* EXTRACTO SELECCIONADO:
------------
'The Leftovers': segundas oportunidades
'The Leftovers' roza el Milagro

Segundas oportunidades

'The Leftovers' es un desafío para el espectador porque le obliga a desprenderse de las etiquetas a las que suele recurrir para juzgar series, apelando directamente a los sentimientos, aborda lo inexplicable para crear dudas, explorar el vacío y la angustia de los protagonistas (y la nuestra).
The Leftovers

El 5 de junio de 2005 me hice adicto a las series por error. Empecé a ver Perdidos. Recuerdo la fecha exacta porque Rafa Nadal acababa de proclamarse por primera vez campeón de Roland Garros. Entre punto y punto de la final los comentaristas de Televisión Española se limitaron a hacer dos cosas: animar a Nadal (ahí nació el “Vamos Rafa”), y dar la matraca a los telespectadores recordándonos que tras el partido nos esperaba el estreno de Perdidos, el fenómeno televisivo que arrasaba en Estados Unidos.

Existen infinitas razones para empezar o engancharse a una serie. Yo empecé con Perdidos porque me dio pereza ponerme a estudiar. Luego bastó el episodio piloto y una buena primera temporada para caer en la trampa. A aquel primer contacto siguieron años de devoción y noches en vela por una serie que resultaría ser una tomadura de pelo. De eso me di cuenta en la tercera temporada pero, qué quieren, lo peor de los malos vicios es que, aunque sepamos que son perjudiciales, es muy jodido dejarlos.

Como de todo lo malo se aprende, mi experiencia con Perdidos me ayudó decisivamente a madurar. Fue entonces cuando empecé a aprender a elegir series. Por insistencia de un amigo me hice con el pack completo de a dos metros bajo tierra

«Disponer de una serie completa permite al consumidor controlar el volumen, la intensidad y el tempo del visionado a su antojo, y el espectador no va a remolque de los ciclos de emisión de las cadenas»
------------
* INFORMACIÓN MOSTRADA:

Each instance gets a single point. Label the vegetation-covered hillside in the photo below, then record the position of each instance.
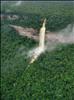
------------
* TAREAS REQUERIDAS:
1. ¿Puedes resumir en dos oraciones el artículo sobre 'The Leftovers' y las series?
2. ¿Podrías transcribir del artículo sobre 'The Leftovers' el fragmento entre "Existen infinitas razones" y "muy jodido dejarlos.", ambos incluidos?
3. ¿Puedes prolongar el artículo sobre 'The Leftovers' y las series a partir del punto en que termina?

* RESULTADOS:
1. 'The Leftovers' desafía al espectador porque le obliga a dejar las etiquetas con que suele juzgar series, apela a los sentimientos y aborda lo inexplicable para explorar el vacío y la angustia de los protagonistas. El autor cuenta que se hizo adicto a las series al empezar a ver Perdidos el 5 de junio de 2005, tras la primera victoria de Rafa Nadal en Roland Garros, y que aquella serie, que resultó ser una tomadura de pelo, le ayudó a madurar y a aprender a elegir series.

2.
Existen infinitas razones para empezar o engancharse a una serie. Yo empecé con Perdidos porque me dio pereza ponerme a estudiar. Luego bastó el episodio piloto y una buena primera temporada para caer en la trampa. A aquel primer contacto siguieron años de devoción y noches en vela por una serie que resultaría ser una tomadura de pelo. De eso me di cuenta en la tercera temporada pero, qué quieren, lo peor de los malos vicios es que, aunque sepamos que son perjudiciales, es muy jodido dejarlos.

3.
A A dos metros bajo tierra le siguieron The Wire y Los Soprano, series que me llevaron a prometerme algo que no tardaría en incumplir: solo vería aquellas entregas ya finalizadas. Mis razones eran poderosas. Por un lado, disponer de una serie completa permite al consumidor controlar el volumen, la intensidad y el tempo del visionado a su antojo, cosa que no ocurre con las series en antena, donde el espectador va a remolque de los ciclos de emisión de las cadenas. El otro factor, más importante incluso, tiene que ver con la posteridad. Como decía el locutor deportivo José María García, “el tiempo es ese juez implacable que da y quita razones”, cita que viene que ni pintada si hablamos de series porque solo el paso de los años marca el valor real de cada una de ellas. ¿Cuántas series parecían llamadas a estar entre las mejores de la historia por sus primeras temporadas y acabaron muy por debajo de lo que prometían? Tampoco es ningún secreto que hay entregas acabadas que envejecen mucho peor que otras, caso de Breaking Bad. Ni siquiera galardones como los Globos de Oro o los Emmys, tan cacareados últimamente, sirven en realidad como parámetros fiables de la calidad de una serie. ¿Cuántos de estos premios ganó The Wire en sus cinco temporadas? Cero.

Mi política autoimpuesta de ver series cerradas parecía ir viento en popa hasta que ocurrió lo que suele ocurrir con las personas que no somos de fiar: traicioné mi promesa. Vista (varias veces) la Santísima Trinidad de la ficción televisiva (A dos metros, The Wire, Los Soprano) se abrió ante mí un vacío existencial que no supe llenar, por lo que me vi obligado, en contra de mi primera voluntad, a recurrir a series en antena para mitigar el mono. Aunque no soy amigo de leer demasiadas críticas y no me fío del criterio de los especialistas que están a la última porque son fácilmente impresionables, tomé mis precauciones para no volver a ser víctima de los fenómenos Perdidos.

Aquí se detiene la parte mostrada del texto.